▶ [EXERCISE REQUIREMENTS]
Using the listing below, extract each line that has the word "positive" in it.

▶ [DATA SUPPLIED]
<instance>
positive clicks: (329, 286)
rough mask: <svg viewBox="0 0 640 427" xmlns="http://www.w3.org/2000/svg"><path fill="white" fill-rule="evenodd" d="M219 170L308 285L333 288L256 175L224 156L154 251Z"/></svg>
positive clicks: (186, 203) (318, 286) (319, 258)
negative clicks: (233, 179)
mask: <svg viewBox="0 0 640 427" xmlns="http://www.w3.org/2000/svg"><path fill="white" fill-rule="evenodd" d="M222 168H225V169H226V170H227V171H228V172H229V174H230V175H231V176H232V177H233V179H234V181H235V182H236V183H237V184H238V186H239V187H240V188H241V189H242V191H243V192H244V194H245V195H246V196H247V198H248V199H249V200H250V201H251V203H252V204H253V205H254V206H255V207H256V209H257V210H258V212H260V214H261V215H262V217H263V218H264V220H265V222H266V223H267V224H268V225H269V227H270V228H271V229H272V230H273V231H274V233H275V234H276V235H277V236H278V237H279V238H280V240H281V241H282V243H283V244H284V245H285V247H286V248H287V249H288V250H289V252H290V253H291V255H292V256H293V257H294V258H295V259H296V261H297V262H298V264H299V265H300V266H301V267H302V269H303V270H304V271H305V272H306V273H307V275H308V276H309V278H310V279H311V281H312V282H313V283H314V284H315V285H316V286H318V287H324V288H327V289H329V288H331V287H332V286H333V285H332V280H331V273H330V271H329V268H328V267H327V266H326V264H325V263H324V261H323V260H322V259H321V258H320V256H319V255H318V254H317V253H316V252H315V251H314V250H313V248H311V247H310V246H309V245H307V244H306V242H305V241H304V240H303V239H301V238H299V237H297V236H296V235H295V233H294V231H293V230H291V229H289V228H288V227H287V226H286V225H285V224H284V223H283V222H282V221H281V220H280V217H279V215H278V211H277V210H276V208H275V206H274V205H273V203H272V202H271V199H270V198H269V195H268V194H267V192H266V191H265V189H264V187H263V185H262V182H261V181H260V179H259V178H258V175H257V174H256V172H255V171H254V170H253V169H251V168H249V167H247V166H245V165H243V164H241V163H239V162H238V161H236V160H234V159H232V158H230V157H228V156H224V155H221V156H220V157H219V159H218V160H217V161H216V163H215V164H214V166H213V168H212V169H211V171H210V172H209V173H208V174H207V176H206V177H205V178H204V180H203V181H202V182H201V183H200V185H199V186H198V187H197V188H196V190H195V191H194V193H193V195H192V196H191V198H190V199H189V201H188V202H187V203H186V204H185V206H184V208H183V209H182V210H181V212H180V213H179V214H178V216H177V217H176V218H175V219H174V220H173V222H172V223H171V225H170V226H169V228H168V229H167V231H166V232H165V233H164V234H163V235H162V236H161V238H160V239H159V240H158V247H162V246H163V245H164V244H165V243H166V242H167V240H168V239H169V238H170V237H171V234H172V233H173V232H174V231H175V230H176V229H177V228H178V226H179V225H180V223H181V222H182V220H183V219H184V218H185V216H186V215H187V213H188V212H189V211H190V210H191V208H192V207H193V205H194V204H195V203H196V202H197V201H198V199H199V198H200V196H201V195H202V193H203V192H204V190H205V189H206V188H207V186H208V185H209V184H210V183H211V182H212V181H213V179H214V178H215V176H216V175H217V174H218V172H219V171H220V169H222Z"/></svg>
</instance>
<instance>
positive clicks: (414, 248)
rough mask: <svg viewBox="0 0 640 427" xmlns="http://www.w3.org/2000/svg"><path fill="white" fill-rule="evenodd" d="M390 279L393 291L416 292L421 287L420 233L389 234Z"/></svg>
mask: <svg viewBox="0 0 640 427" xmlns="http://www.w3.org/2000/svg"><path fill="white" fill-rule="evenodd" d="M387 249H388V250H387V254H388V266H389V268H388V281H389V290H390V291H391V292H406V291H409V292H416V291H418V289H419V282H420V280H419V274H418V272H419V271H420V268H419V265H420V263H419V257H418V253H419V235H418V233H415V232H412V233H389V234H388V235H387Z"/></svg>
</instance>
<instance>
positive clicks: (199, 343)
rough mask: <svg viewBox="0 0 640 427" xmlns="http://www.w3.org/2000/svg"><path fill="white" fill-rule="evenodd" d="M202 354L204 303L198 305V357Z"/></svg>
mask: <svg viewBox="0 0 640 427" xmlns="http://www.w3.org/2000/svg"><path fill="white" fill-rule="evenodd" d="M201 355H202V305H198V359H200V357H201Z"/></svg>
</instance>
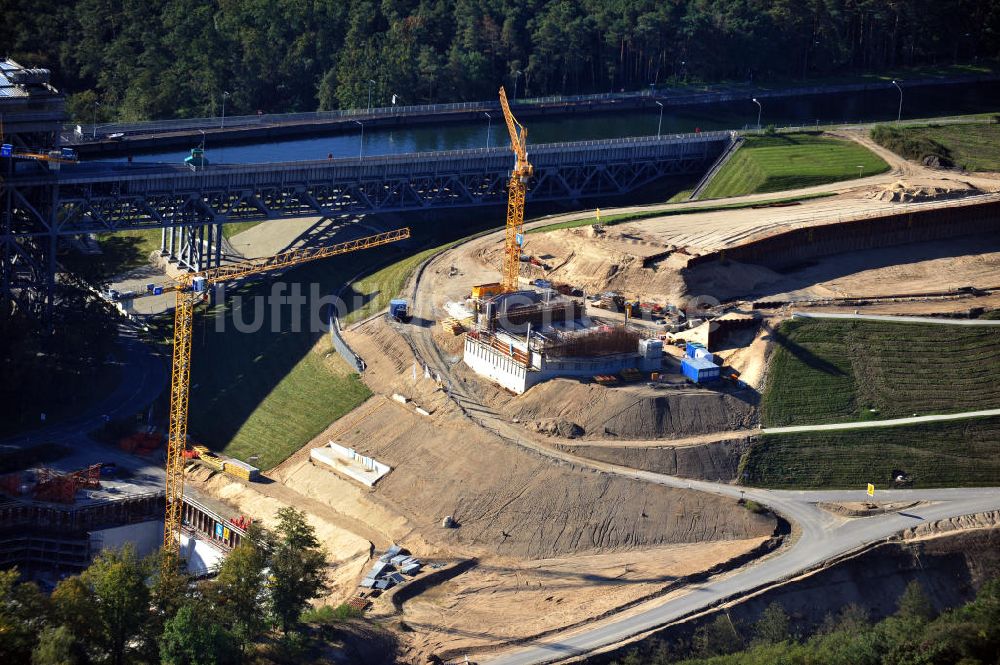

▶ [RESULT FOR THIS TASK]
positive clicks: (329, 286)
positive clicks: (186, 203) (318, 286) (319, 258)
positive clicks: (414, 248)
positive clicks: (199, 343)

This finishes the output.